— start DOCUMENT PASSAGE —
Orchestration using ECS and ECR - Part I

Intro

Orchestration means managing container life cycle from building them to deploying (which requires provisioning of appropriate compute resources, storage resources, networking resources), scaling, load-balancing and other tasks, while accounting for failures throughout.

While there are many orchestration solutions, we will focus on a couple of them: ECS by AWS and Kubernetes (local hosted solution and managed by GCP). While there is Elastic Kubernetes Service (EKS) by AWS as well, we will omit it here, as the ideas are the same.

Why should data science professions know such orchestration solutions?

Pro: Get key devops features (fault tolerance, scalability etc) with low on-going effort. The deployed service will not likely break down.
Con: There is a non-trivial setup cost/complexity.

Next, we will (a) deploy our model serving docker image to the AWS container registry ECR, (b) use ECS to deploy a container based on that image, and © set up a load balancer that mediates requests to the prediction model.

Elastic Container Registry (ECR)

Sending the image to a model registry such as ECR is needed to access it at other places to create containers.
ECR allows for better integration with the AWS platform, and works with EKS as well.
We will create a docker image locally (can also be done on EC2) and push it to an ECR repository that we will create.
Navigate to the ECR link on the AWS console.

ecr_create0

Click create a repository ‘Get Started’ button. ECR can have multiple repositories and each repository can hold multiple images.

ecr_create1

Give a name to the repository. It will contain multiple Docker images.

ecr_create2

Review the current repository list.

ecr_create3

Next we will allow the programmatic user we created for accessing S3 (we gave the user name model-user) to also manage the ECR repositories. Navigate to IAM as shown below.

iam_ecr1

Click on the user who we want to edit access controls for.
— end DOCUMENT PASSAGE —
— start SUPPLIED MATERIAL —
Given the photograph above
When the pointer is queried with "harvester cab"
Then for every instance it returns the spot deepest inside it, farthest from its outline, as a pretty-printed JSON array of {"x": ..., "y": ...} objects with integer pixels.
— end SUPPLIED MATERIAL —
WHAT YOU NEED TO DO.
1/ In the ECS and ECR orchestration tutorial, rewrite the part from "Sending the image" to "multiple Docker images.", changing "model registry" to "container registry".
2/ According to the ECS and ECR orchestration tutorial, what user name was given to the programmatic user created for accessing S3?
3/ Do these statements agree with the ECS and ECR orchestration tutorial? Answer yes or no for each, quoting the words that decide it.
(a) Each ECR repository can hold more than one image.
(b) The tutorial covers Elastic Kubernetes Service in detail.
(c) The docker image can only be created locally.

FULL SOLUTIONS.
1/
Sending the image to a container registry such as ECR is needed to access it at other places to create containers.
ECR allows for better integration with the AWS platform, and works with EKS as well.
We will create a docker image locally (can also be done on EC2) and push it to an ECR repository that we will create.
Navigate to the ECR link on the AWS console.

ecr_create0

Click create a repository ‘Get Started’ button. ECR can have multiple repositories and each repository can hold multiple images.

ecr_create1

Give a name to the repository. It will contain multiple Docker images.

2/ model-user

3/
(a) Yes: "each repository can hold multiple images"
(b) No: "we will omit it here, as the ideas are the same"
(c) No: "(can also be done on EC2)"